• Exercise aim:
Working from the entries below, count every line that includes the word "wheelbarrow". Return the figure alone.

• Dataset entries:
_ _ _ _ _ _ _
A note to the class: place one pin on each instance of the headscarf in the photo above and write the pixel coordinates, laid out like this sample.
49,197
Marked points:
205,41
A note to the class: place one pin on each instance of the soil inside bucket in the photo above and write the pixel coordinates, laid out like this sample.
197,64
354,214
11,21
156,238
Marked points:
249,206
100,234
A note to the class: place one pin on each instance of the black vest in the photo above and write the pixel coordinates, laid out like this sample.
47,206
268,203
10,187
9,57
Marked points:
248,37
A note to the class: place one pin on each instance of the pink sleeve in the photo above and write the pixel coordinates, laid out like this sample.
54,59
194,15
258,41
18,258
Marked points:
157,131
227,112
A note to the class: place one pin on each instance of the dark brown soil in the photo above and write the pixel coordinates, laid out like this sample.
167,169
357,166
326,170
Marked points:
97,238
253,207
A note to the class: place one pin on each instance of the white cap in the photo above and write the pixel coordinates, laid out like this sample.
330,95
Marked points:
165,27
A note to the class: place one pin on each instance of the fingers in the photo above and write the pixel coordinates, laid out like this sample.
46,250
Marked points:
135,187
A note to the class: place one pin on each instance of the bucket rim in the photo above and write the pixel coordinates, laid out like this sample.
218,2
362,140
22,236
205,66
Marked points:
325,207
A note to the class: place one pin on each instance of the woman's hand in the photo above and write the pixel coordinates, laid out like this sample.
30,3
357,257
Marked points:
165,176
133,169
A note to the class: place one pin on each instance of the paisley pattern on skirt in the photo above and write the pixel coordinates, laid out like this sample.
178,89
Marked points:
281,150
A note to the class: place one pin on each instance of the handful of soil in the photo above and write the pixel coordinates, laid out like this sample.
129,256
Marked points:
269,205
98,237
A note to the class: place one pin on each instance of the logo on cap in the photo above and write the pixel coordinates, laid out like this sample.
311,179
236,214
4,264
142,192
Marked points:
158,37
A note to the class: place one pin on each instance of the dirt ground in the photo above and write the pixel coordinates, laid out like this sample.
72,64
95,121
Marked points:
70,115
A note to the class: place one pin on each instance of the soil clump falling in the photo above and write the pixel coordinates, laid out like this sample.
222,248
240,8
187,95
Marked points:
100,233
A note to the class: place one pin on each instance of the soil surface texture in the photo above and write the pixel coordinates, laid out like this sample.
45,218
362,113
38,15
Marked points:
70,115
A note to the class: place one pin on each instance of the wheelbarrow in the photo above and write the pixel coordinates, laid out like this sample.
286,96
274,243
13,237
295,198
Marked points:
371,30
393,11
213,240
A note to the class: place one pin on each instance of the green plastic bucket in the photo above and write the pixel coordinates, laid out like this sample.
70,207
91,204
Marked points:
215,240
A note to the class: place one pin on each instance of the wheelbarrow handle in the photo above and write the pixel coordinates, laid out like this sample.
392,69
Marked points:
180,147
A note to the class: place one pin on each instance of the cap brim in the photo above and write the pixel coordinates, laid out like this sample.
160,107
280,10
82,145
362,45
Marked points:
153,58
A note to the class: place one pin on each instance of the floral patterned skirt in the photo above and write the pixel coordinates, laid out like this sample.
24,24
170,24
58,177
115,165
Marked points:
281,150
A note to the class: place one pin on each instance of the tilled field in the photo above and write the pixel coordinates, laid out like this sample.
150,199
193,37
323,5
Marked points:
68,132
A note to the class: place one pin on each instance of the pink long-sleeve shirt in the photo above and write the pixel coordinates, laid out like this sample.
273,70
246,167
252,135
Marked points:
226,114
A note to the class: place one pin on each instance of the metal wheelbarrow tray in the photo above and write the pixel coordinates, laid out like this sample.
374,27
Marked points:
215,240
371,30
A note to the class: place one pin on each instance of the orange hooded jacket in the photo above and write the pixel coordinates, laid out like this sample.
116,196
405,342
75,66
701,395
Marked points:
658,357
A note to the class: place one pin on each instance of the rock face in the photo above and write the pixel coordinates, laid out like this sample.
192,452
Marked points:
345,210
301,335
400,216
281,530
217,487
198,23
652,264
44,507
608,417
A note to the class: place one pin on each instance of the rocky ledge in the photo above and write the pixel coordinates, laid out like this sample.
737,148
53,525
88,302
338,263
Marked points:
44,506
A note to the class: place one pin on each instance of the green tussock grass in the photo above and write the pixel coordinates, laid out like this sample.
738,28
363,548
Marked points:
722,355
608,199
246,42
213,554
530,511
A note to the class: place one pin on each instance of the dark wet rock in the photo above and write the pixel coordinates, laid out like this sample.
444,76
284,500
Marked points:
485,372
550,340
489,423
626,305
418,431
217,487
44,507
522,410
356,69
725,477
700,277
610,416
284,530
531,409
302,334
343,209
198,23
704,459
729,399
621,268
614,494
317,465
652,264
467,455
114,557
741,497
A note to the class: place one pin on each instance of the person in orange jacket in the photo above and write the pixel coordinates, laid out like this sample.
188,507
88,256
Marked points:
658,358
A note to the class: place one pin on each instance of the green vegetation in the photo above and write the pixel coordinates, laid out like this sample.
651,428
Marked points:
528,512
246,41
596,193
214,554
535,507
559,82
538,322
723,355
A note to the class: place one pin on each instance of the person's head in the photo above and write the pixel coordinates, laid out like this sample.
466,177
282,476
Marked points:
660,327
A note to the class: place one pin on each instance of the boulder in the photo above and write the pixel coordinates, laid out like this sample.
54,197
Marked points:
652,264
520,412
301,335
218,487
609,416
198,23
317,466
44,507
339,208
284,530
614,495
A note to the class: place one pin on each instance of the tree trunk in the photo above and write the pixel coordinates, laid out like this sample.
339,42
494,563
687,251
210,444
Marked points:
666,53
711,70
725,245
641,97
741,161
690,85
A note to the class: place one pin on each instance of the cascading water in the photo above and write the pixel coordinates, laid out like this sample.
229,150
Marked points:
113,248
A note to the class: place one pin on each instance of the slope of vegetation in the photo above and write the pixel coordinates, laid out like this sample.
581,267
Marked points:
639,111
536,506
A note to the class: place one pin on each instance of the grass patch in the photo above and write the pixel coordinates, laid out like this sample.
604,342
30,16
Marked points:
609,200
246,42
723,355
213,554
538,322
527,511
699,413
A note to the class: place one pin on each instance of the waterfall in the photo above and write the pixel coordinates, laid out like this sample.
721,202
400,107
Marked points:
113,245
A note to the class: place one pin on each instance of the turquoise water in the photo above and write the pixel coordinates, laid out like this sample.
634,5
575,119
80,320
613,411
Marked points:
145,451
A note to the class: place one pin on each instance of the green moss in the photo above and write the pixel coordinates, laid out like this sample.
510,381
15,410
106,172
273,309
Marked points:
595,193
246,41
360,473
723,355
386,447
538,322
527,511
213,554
_ _ _ _ _ _ _
• Solution for this problem:
3